**EXCERPT TO READ**
· · · · · · ·
Six weeks later, much to the shock and surprise of everyone — particularly Marjorie Farber — Carl married Mary Gibson. With her fortune and the $65,000 insurance Carl collected for his wife’s death (approximately $450k in current dollars), the couple was quite comfortable.

Two Murder Investigations

A pair of murders notwithstanding, rejecting Marjorie’s affections was the biggest mistake that Carl Coppolino committed.
After Carl was married to his rich widow, he approached Marjorie and offered her the position of housekeeper in his home. Just what his motivation was we will probably never know, but Marjorie was not going to take that kind of insult lying down. Instead of accepting the housekeeping position, Marjorie returned to New Jersey and went straight to the cops.
She did it, she said, because she feared Carl would kill again.
“I thought this man might possibly want to kill his present wife,” she said on the stand in New Jersey.
“So you’re here now to protect the present Mrs. Coppolino?” asked defense attorney Bailey.
“Yes, and maybe even myself,” she replied.
Marjorie had no idea that investigators in two states were already looking at Dr. Carl Coppolino as a possible killer, but they were stumped as to the method he used to kill Carmela. The jilted lover provided the final piece of the puzzle when she told them about the drug Carl had given her to use on her husband.
Investigators quickly settled on succinylcholine, a drug used by anesthesiologists in patients undergoing surgery. Succinylcholine is a muscle relaxant which causes apnea, or the inability to breath. Breathing is maintained artificially during surgery. In 1966, however, even a lethal dose of the anesthetic was nearly untraceable because it breaks down in the body so quickly.
· · · · · · ·
(Dataset items)
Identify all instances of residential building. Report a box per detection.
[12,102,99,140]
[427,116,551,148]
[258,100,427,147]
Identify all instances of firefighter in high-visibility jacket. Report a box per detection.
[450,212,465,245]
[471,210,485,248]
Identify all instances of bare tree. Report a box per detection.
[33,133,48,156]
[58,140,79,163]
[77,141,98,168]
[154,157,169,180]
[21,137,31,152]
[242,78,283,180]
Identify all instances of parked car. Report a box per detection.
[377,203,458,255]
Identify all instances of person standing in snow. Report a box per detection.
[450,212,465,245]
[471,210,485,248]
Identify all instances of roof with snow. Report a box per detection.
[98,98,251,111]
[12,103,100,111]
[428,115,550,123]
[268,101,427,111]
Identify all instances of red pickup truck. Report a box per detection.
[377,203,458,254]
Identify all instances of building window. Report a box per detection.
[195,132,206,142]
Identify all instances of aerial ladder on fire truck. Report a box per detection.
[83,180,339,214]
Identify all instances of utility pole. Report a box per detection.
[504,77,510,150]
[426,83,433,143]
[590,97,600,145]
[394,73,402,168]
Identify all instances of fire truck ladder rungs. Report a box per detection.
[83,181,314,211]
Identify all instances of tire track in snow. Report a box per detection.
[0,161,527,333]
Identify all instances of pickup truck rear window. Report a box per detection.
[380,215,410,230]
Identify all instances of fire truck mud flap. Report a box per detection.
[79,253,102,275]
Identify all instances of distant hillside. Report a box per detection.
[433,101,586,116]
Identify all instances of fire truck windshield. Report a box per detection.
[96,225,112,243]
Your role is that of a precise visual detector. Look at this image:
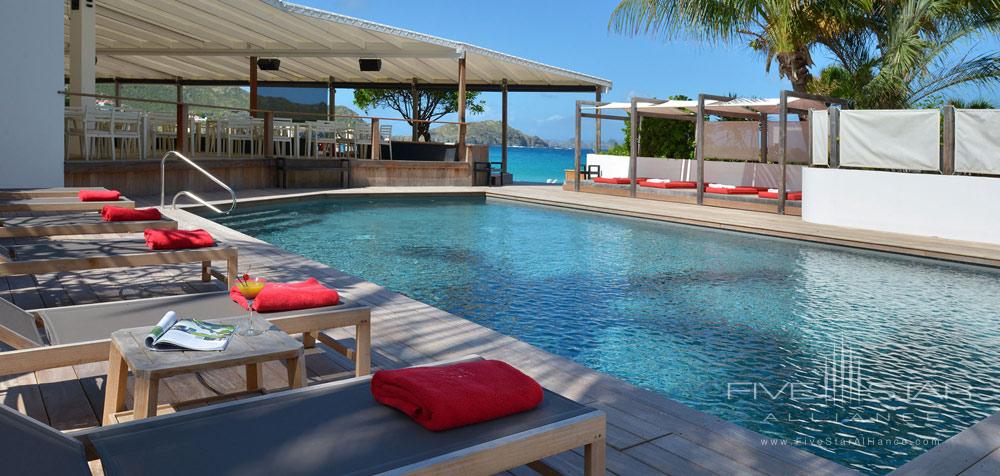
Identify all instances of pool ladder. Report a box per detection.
[160,150,236,215]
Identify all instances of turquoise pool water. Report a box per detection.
[218,198,1000,473]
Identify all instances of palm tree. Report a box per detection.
[609,0,835,92]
· · · · · · ·
**EXERCISE REQUIREMENTS**
1. In the Coppolino passage, which drug did investigators settle on?
2. Rewrite the Coppolino passage from "Two Murder Investigations" to "would kill again.", switching "cops" to "police".

**SOLUTION SET**
1. Succinylcholine.

2.
Two Murder Investigations

A pair of murders notwithstanding, rejecting Marjorie’s affections was the biggest mistake that Carl Coppolino committed.
After Carl was married to his rich widow, he approached Marjorie and offered her the position of housekeeper in his home. Just what his motivation was we will probably never know, but Marjorie was not going to take that kind of insult lying down. Instead of accepting the housekeeping position, Marjorie returned to New Jersey and went straight to the police.
She did it, she said, because she feared Carl would kill again.